====== Given data

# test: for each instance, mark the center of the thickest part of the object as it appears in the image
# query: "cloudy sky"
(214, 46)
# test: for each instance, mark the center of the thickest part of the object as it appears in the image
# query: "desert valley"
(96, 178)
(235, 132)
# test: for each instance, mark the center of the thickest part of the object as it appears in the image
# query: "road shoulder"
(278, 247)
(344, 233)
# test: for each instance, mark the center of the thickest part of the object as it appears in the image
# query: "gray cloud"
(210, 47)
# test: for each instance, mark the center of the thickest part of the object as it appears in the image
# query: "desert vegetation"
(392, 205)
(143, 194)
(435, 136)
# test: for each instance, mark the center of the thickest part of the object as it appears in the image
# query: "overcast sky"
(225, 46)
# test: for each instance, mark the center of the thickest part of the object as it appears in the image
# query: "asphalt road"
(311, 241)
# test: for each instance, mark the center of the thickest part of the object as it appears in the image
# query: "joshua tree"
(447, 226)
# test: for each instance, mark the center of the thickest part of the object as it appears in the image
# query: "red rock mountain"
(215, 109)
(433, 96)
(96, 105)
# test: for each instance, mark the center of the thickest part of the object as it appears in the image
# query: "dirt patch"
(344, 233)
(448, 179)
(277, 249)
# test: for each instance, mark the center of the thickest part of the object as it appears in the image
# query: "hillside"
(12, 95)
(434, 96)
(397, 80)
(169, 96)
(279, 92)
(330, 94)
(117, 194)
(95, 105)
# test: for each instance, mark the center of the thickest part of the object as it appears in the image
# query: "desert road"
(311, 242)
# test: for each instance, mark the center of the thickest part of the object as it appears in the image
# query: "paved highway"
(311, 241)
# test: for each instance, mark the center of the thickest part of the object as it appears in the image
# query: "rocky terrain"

============

## Challenge
Print out every record again, exactly and in full.

## Output below
# test: for each instance, mark the center of the thickest part of the object as it appears in the image
# query: "cloudy sky"
(214, 46)
# test: for each instance, mark the center of the thickest part of the object as it appears in the image
# query: "desert valley"
(96, 178)
(235, 132)
# test: for each instance, mark the center of the thickest part of the object as it appears in the image
# query: "road shoulder"
(278, 247)
(344, 233)
# test: for each instance, mark the center of the thickest part of the object as it appears in the image
# query: "gray cloud"
(210, 47)
# test: for each instance, mark the center of the thickest part of the object as it appears in the image
# query: "desert vegetation"
(392, 205)
(143, 194)
(435, 136)
# test: for each instance, mark the center of the thickest part of the object as it appears in the image
# query: "overcast sky"
(225, 46)
# test: for each instance, mark the center of the thickest part of the object as it appears in the image
# query: "asphalt road"
(311, 241)
# test: for each instance, mark the center of the thickest part of the object as it appears in the image
# query: "joshua tree"
(447, 226)
# test: for each instance, mark the center of the thickest part of the object as it appears in the image
# query: "red rock mountain"
(215, 109)
(433, 96)
(96, 105)
# test: for each instance, mark the center of the thickest part of the object as it appears in the image
# query: "dirt patch"
(344, 233)
(448, 179)
(277, 249)
# test: for each instance, mark the center of the thickest part of the object as it appears in the image
# query: "hillside"
(12, 95)
(434, 96)
(397, 80)
(169, 96)
(279, 92)
(330, 94)
(117, 194)
(95, 105)
# test: for each instance, mark the center of the thickest part of the object as it appears in the image
# query: "desert road"
(311, 242)
# test: for each instance, mark the center of the thickest part of the object as it appears in the image
# query: "paved highway"
(311, 241)
# test: for each instance, mark the center of the thickest part of the object as it appears in the image
# query: "rocky terrain"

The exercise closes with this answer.